What is needed: Word for word, repeat all of the entries.

Data under study:
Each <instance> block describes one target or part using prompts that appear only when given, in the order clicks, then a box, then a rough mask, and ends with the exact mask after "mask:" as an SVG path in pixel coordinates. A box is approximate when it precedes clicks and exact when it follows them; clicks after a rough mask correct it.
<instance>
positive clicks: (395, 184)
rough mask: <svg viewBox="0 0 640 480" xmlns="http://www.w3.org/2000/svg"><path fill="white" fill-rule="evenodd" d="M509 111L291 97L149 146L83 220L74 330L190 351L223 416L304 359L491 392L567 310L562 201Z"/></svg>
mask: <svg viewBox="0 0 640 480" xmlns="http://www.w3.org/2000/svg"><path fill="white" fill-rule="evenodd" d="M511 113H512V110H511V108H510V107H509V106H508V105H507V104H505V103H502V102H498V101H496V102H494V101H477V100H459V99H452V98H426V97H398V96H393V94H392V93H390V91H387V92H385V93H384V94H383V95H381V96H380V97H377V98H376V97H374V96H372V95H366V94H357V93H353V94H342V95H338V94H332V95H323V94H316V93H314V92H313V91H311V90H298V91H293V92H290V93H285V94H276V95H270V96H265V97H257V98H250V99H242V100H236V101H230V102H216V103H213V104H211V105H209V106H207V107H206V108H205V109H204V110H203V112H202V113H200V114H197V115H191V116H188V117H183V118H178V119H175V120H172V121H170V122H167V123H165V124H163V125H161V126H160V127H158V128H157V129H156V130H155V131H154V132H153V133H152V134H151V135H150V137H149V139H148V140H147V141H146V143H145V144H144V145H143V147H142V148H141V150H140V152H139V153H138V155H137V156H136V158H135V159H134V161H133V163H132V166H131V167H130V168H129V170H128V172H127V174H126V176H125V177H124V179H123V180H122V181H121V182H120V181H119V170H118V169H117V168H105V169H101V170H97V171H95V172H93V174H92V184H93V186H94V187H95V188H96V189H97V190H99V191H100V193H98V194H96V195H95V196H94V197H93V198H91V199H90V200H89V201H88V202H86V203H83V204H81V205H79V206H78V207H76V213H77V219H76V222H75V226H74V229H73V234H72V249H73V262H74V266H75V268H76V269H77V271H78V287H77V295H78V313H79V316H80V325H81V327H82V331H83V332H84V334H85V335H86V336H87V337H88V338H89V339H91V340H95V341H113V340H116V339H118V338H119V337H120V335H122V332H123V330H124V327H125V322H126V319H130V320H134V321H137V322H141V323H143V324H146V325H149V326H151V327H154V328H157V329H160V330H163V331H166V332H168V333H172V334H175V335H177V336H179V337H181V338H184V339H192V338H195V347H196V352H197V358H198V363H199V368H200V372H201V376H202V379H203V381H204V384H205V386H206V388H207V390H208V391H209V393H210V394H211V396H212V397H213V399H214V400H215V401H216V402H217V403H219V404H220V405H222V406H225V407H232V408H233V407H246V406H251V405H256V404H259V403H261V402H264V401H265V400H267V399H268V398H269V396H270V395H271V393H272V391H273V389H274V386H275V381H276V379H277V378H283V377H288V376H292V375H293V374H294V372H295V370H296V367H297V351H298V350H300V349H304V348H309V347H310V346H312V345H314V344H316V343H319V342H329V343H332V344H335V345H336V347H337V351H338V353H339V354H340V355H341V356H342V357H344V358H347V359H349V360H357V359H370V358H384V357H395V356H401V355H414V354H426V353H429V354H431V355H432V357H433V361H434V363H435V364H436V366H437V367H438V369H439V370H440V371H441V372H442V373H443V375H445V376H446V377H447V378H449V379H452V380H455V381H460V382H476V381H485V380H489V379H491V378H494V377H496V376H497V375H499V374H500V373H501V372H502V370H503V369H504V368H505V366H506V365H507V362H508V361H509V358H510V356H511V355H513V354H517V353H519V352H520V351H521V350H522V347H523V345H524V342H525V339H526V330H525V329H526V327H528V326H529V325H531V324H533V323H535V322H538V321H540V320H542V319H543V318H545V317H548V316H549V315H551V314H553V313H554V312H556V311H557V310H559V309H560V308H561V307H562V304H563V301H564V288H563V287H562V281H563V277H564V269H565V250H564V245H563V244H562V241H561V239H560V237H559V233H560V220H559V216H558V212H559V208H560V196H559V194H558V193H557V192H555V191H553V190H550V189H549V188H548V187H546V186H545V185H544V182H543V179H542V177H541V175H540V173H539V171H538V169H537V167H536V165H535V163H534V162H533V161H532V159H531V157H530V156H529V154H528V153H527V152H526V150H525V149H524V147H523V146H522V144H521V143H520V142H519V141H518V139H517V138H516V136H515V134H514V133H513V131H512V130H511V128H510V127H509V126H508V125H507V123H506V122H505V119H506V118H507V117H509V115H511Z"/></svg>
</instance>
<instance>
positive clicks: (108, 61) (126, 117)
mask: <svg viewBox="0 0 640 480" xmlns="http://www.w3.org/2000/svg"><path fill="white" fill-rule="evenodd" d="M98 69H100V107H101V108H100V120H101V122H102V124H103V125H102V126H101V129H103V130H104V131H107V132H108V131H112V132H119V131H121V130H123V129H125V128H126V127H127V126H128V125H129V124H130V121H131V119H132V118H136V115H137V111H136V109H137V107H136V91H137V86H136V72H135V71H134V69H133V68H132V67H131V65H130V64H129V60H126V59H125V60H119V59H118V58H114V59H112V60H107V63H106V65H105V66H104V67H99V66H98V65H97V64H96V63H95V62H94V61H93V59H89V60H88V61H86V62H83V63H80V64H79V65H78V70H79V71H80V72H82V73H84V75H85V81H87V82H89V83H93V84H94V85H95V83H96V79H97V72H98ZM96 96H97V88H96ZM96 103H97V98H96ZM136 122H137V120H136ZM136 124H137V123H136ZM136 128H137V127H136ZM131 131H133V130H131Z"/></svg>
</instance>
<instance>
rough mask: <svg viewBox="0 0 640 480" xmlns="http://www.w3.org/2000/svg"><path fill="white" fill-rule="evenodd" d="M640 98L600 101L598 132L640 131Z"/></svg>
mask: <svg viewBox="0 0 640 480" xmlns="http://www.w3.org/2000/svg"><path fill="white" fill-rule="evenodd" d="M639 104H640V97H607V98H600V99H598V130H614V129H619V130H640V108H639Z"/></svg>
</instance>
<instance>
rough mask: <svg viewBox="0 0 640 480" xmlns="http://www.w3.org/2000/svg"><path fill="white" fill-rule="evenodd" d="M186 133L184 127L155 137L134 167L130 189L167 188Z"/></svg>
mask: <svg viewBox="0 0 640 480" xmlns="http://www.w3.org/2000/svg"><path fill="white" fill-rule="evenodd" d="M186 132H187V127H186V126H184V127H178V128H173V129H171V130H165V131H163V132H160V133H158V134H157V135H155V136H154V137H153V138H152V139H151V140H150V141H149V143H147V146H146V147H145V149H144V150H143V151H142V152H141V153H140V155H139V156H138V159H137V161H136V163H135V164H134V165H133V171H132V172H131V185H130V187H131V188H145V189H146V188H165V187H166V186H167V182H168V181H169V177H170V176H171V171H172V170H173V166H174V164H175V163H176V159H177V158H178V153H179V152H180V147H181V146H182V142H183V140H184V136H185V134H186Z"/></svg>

Written response:
Each <instance> block describes one target or part using prompts that appear only when given, in the order clicks, then a box, then a rough mask, and ends with the exact mask after "mask:" as an SVG path in pixel coordinates. A box is approximate when it precedes clicks and exact when it follows them; clicks after a rough mask correct it.
<instance>
positive clicks: (395, 184)
rough mask: <svg viewBox="0 0 640 480" xmlns="http://www.w3.org/2000/svg"><path fill="white" fill-rule="evenodd" d="M509 111L291 97L149 146L83 220L74 330L190 351L223 416L304 359L491 392L567 310L562 201Z"/></svg>
mask: <svg viewBox="0 0 640 480" xmlns="http://www.w3.org/2000/svg"><path fill="white" fill-rule="evenodd" d="M511 113H512V110H511V108H510V107H509V106H508V105H507V104H505V103H502V102H498V101H496V102H494V101H477V100H459V99H452V98H426V97H398V96H393V94H392V93H390V91H387V92H385V93H384V94H383V95H381V96H380V97H377V98H376V97H374V96H372V95H366V94H357V93H353V94H342V95H338V94H332V95H323V94H316V93H314V92H313V91H311V90H298V91H293V92H290V93H285V94H276V95H270V96H265V97H257V98H250V99H242V100H236V101H230V102H216V103H213V104H211V105H209V106H207V107H206V108H205V109H204V110H203V112H202V113H200V114H197V115H191V116H188V117H183V118H178V119H175V120H172V121H170V122H167V123H165V124H163V125H161V126H160V127H158V128H157V129H156V130H155V131H154V132H153V133H152V134H151V135H150V137H149V139H148V140H147V141H146V143H145V144H144V145H143V147H142V148H141V150H140V152H139V153H138V155H137V156H136V158H135V159H134V161H133V163H132V166H131V167H130V168H129V170H128V172H127V174H126V176H125V177H124V179H123V180H122V181H121V182H120V181H119V170H118V169H117V168H105V169H101V170H97V171H95V172H93V174H92V184H93V186H94V187H95V188H96V189H97V190H99V191H100V193H98V194H96V195H95V196H94V197H93V198H91V199H90V200H89V201H88V202H86V203H83V204H81V205H79V206H78V207H76V213H77V219H76V222H75V226H74V229H73V234H72V249H73V262H74V266H75V268H76V269H77V271H78V287H77V295H78V313H79V316H80V325H81V327H82V331H83V332H84V334H85V335H86V336H87V337H88V338H89V339H91V340H95V341H113V340H116V339H118V338H119V337H120V335H122V332H123V330H124V327H125V322H126V319H130V320H134V321H137V322H141V323H143V324H146V325H149V326H151V327H154V328H157V329H160V330H163V331H166V332H168V333H172V334H175V335H177V336H179V337H181V338H184V339H192V338H195V347H196V352H197V358H198V363H199V368H200V372H201V376H202V379H203V381H204V384H205V386H206V388H207V390H208V391H209V393H210V394H211V396H212V397H213V399H214V400H215V401H216V402H217V403H219V404H220V405H222V406H225V407H232V408H233V407H246V406H251V405H256V404H259V403H261V402H264V401H265V400H267V399H268V398H269V396H270V395H271V393H272V391H273V389H274V386H275V381H276V379H277V378H283V377H288V376H292V375H293V374H294V372H295V370H296V367H297V351H298V350H300V349H304V348H309V347H310V346H312V345H314V344H316V343H319V342H329V343H332V344H335V345H336V347H337V351H338V353H339V354H340V355H341V356H342V357H344V358H347V359H349V360H357V359H370V358H384V357H395V356H401V355H414V354H426V353H429V354H431V355H432V357H433V361H434V363H435V364H436V366H437V367H438V369H439V370H440V371H441V372H442V373H443V375H445V376H446V377H447V378H449V379H452V380H455V381H460V382H476V381H485V380H489V379H491V378H494V377H496V376H497V375H499V374H500V373H501V372H502V370H503V369H504V368H505V366H506V365H507V362H508V361H509V358H510V356H511V355H513V354H517V353H519V352H520V351H521V350H522V347H523V345H524V342H525V339H526V330H525V329H526V327H528V326H529V325H531V324H533V323H535V322H538V321H540V320H542V319H543V318H545V317H548V316H549V315H551V314H553V313H554V312H556V311H557V310H559V309H560V308H561V307H562V304H563V301H564V288H563V287H562V281H563V277H564V269H565V250H564V245H563V244H562V241H561V239H560V237H559V233H560V220H559V216H558V212H559V208H560V196H559V194H558V193H557V192H555V191H553V190H550V189H549V188H548V187H546V186H545V185H544V182H543V179H542V177H541V175H540V173H539V171H538V169H537V167H536V165H535V163H534V162H533V161H532V159H531V157H530V156H529V154H528V153H527V152H526V150H525V149H524V147H523V146H522V144H521V143H520V142H519V141H518V139H517V138H516V136H515V134H514V133H513V131H512V130H511V128H510V127H509V126H508V125H507V123H506V122H505V119H506V118H507V117H509V115H511Z"/></svg>
</instance>
<instance>
positive clicks: (108, 61) (126, 117)
mask: <svg viewBox="0 0 640 480" xmlns="http://www.w3.org/2000/svg"><path fill="white" fill-rule="evenodd" d="M98 69H100V107H101V108H100V120H101V122H102V124H103V125H102V126H101V129H103V130H104V131H107V132H108V131H112V132H119V131H121V130H123V129H125V128H126V127H127V126H128V125H129V124H130V121H131V119H132V118H136V115H137V111H136V109H137V107H136V91H137V86H136V72H135V71H134V69H133V68H132V67H131V65H130V64H129V60H126V59H125V60H119V59H118V58H114V59H112V60H107V63H106V65H105V66H104V67H99V66H98V65H97V64H96V63H95V62H94V61H93V59H89V60H88V61H86V62H83V63H80V64H79V65H78V70H79V71H80V72H82V73H84V75H85V81H87V82H89V83H93V84H94V85H95V83H96V79H97V72H98ZM96 96H97V88H96ZM96 103H97V98H96ZM136 122H137V120H136ZM136 124H137V123H136ZM136 128H137V127H136ZM131 131H133V130H131Z"/></svg>
</instance>
<instance>
rough mask: <svg viewBox="0 0 640 480" xmlns="http://www.w3.org/2000/svg"><path fill="white" fill-rule="evenodd" d="M640 98L600 101L598 132L640 131Z"/></svg>
mask: <svg viewBox="0 0 640 480" xmlns="http://www.w3.org/2000/svg"><path fill="white" fill-rule="evenodd" d="M639 104H640V97H607V98H600V99H598V130H614V129H619V130H640V108H639Z"/></svg>
</instance>
<instance>
rough mask: <svg viewBox="0 0 640 480" xmlns="http://www.w3.org/2000/svg"><path fill="white" fill-rule="evenodd" d="M186 133L184 127L155 137L134 167L130 189L167 188Z"/></svg>
mask: <svg viewBox="0 0 640 480" xmlns="http://www.w3.org/2000/svg"><path fill="white" fill-rule="evenodd" d="M186 132H187V127H186V126H184V127H178V128H173V129H171V130H165V131H163V132H160V133H158V134H157V135H155V136H154V137H153V138H152V139H151V140H150V141H149V143H147V146H146V147H145V149H144V150H143V151H142V152H141V153H140V155H139V156H138V159H137V161H136V163H135V164H134V165H133V171H132V172H131V185H130V187H131V188H145V189H146V188H165V187H166V186H167V182H168V181H169V177H170V176H171V171H172V170H173V166H174V164H175V163H176V159H177V158H178V153H179V152H180V147H181V146H182V142H183V140H184V136H185V134H186Z"/></svg>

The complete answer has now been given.